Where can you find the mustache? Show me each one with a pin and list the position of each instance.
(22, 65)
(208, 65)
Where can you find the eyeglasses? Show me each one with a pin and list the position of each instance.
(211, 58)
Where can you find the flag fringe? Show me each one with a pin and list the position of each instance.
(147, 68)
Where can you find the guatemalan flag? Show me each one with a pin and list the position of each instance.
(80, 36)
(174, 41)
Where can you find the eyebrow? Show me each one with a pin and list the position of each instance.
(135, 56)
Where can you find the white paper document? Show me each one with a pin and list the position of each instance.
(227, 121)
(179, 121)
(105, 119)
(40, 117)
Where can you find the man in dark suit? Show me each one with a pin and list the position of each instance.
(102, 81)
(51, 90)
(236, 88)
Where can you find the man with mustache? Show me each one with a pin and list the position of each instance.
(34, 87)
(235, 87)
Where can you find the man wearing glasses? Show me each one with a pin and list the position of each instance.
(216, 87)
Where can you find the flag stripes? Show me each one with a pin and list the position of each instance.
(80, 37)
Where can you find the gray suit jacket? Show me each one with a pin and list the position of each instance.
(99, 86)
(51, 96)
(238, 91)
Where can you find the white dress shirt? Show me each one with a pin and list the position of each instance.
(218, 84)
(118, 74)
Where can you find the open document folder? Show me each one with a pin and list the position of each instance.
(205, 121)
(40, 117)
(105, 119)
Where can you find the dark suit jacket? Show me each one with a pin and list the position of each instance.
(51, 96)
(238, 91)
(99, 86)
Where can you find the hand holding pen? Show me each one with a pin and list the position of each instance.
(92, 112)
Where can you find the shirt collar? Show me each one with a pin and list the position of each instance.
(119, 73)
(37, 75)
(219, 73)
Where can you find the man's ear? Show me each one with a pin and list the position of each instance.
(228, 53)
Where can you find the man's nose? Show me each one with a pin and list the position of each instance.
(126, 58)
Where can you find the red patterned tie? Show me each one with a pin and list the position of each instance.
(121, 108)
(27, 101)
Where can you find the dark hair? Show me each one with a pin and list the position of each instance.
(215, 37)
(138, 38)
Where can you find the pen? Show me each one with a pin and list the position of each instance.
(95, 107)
══════════
**PROBLEM:** Copy every line of the data above word for word, from start to end.

**RESULT BELOW:**
Where can you find the mustache? Show me each one with a pin and list the position of each instance.
(22, 65)
(208, 65)
Where can you find the eyeglasses? Show me each one with a pin and list the position of each instance.
(211, 58)
Where can you find the flag fringe? Show me each one with a pin and list the position of each instance.
(147, 68)
Where can you find the guatemalan flag? Show me each one with a pin and list the position of each instance.
(80, 36)
(174, 41)
Where can you find the eyebrow? Show me each one with a pin and list the position of each instance.
(135, 56)
Where can you find the white paper document? Show me each one with a pin and list the position of each instance.
(227, 121)
(179, 121)
(105, 119)
(40, 117)
Where can you find the man in dark suit? Show me each one with a pin and list the position of each instance.
(102, 81)
(51, 90)
(236, 88)
Where can you find the man with mustache? Show me each one with a pin and list the position of each instance.
(34, 87)
(235, 87)
Where can you find the man wearing glasses? Show me each one with a pin and list the position of each instance.
(216, 87)
Where can you find the flag stripes? Show me each one with a pin and list the position of each instance.
(80, 37)
Where can you find the gray suit jacket? Show me each one with a pin and list the position of each instance.
(99, 86)
(51, 96)
(238, 91)
Where can you find the white dress shirt? Show me each one with a pin and list the position of each instance.
(218, 84)
(118, 74)
Where can you find the open document folder? Show me each one with a pin and list the position of each instance.
(205, 121)
(40, 117)
(105, 119)
Where can you find the dark suit jacket? Show me each one with a pin and list the position of each instance.
(51, 96)
(238, 91)
(99, 86)
Where can you find the hand holding pen? Show me each one with a pin and list the position of each instance.
(92, 112)
Where can you find the shirt collar? Show me each one with a pin and list the position of each instance.
(119, 73)
(37, 75)
(219, 73)
Where can you find the man's ear? Show me each one with a pin and list the position of each instance.
(228, 53)
Where can you find the man's nose? Show me each one with a pin and list the position of each instance.
(126, 58)
Where can you find the red patterned tie? Show me each one with a pin and list the position of each instance.
(121, 108)
(27, 101)
Where can you find the dark hair? Show me each one with a pin and list the position of each instance.
(215, 37)
(138, 38)
Where can you find the pen? Show me each one with a pin and list the position of each instance.
(95, 107)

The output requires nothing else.